--- Goal 1 ---
List every event that, according to the Rick Perry article's account of dispensationalist theology, the gathering of Jews in Israel prefigures or leads to.
--- Goal 2 ---
Reproduce the passage of the Rick Perry article starting at "What kind of" and ending at "up into Heaven.".
--- Goal 3 ---
In the Rick Perry article, which publication interviewed Perry when he said "My faith requires me to support Israel"?

--- Page ---
☆ ☆ ☆

If Rick Perry makes it to the White House, what will American foreign policy in the Middle East look like? We got a clear indication of that, recently, when he stated:
“As a Christian I have a clear directive to support Israel, from my perspective its pretty easy both as an American and a Christian. I am going to stand with Israel.”
Earlier, in an interview with the Weekly Standard, he was even more emphatic, averring that “My faith requires me to support Israel.”
What kind of faith requires knee-jerk support for a foreign country? Apparently, Perry is a follower of a Protestant brand of Christianity known as “dispensationalism,” which holds that the End Times are approaching – and that one of the signs of the imminent apocalypse is the gathering of the Jews in the land of Israel, as supposedly foretold in the Bible. Some dispensationalists equate this with the founding of the Israeli state, in 1947, and the subsequent migration of many Jews to that country. According to dispensationalist theology, this phenomenon prefigures the start of an earth-shattering war, one that will pit Israel against the Forces of Darkness, herald the rise of the Anti-Christ, and ignite a battle that will take place on the field of Armageddon – after which Christ will return to earth and the faithful will be “raptured” up into Heaven.

☆ ☆ ☆

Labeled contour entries

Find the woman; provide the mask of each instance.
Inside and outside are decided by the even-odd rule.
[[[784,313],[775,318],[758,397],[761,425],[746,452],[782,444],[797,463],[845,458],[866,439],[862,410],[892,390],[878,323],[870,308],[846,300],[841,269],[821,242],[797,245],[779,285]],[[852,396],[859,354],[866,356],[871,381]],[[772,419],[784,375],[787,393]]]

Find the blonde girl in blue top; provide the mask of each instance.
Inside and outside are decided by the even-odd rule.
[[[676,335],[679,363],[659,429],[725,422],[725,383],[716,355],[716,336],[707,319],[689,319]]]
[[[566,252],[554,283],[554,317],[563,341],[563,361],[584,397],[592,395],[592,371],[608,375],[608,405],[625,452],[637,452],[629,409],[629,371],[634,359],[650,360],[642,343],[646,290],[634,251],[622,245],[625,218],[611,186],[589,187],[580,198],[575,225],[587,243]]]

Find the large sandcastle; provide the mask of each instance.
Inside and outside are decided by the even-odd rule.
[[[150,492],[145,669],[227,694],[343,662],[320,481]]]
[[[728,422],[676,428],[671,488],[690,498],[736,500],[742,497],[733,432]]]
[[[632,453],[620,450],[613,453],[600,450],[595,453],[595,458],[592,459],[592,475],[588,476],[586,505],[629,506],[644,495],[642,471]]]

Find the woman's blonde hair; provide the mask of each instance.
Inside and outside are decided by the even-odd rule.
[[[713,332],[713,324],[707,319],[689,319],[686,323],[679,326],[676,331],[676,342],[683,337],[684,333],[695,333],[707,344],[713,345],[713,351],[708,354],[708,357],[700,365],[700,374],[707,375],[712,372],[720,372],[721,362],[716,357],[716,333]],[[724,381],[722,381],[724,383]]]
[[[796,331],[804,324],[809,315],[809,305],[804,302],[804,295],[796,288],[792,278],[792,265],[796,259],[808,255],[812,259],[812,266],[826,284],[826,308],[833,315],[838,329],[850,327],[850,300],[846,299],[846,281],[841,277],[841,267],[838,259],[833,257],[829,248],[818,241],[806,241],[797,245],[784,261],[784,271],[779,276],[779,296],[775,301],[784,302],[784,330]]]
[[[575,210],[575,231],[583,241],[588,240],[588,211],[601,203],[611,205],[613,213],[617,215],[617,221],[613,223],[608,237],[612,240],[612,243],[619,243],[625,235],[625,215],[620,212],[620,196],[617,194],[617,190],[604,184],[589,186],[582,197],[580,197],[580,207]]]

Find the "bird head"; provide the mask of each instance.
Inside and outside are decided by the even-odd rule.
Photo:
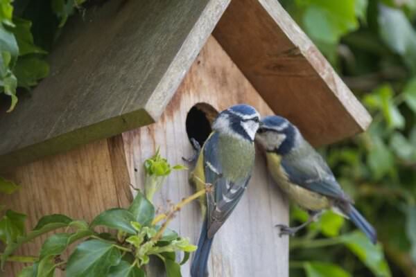
[[[221,111],[212,124],[212,129],[252,142],[259,125],[259,112],[248,105],[240,104]]]
[[[256,141],[266,152],[284,155],[296,147],[300,137],[297,128],[286,118],[270,116],[261,120],[256,134]]]

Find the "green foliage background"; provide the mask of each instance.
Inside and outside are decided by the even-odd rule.
[[[416,276],[416,1],[281,3],[374,117],[322,152],[381,242],[327,213],[291,239],[291,276]]]
[[[0,101],[9,111],[17,91],[49,74],[46,54],[84,1],[0,0]],[[374,116],[365,134],[322,153],[381,242],[327,213],[291,240],[291,276],[416,276],[416,0],[280,2]],[[306,216],[293,207],[292,224]]]

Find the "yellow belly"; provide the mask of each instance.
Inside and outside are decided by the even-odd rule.
[[[301,207],[311,211],[329,208],[328,198],[313,193],[293,183],[280,166],[281,157],[275,153],[267,153],[267,164],[272,179],[291,199]]]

☆ ☆ ☆

--- Written answer 1 ---
- An earth-shattering war pitting Israel against the Forces of Darkness
- The rise of the Anti-Christ
- A battle on the field of Armageddon
- Christ's return to earth
- The faithful being "raptured" up into Heaven

--- Written answer 2 ---
What kind of faith requires knee-jerk support for a foreign country? Apparently, Perry is a follower of a Protestant brand of Christianity known as “dispensationalism,” which holds that the End Times are approaching – and that one of the signs of the imminent apocalypse is the gathering of the Jews in the land of Israel, as supposedly foretold in the Bible. Some dispensationalists equate this with the founding of the Israeli state, in 1947, and the subsequent migration of many Jews to that country. According to dispensationalist theology, this phenomenon prefigures the start of an earth-shattering war, one that will pit Israel against the Forces of Darkness, herald the rise of the Anti-Christ, and ignite a battle that will take place on the field of Armageddon – after which Christ will return to earth and the faithful will be “raptured” up into Heaven.

--- Written answer 3 ---
The Weekly Standard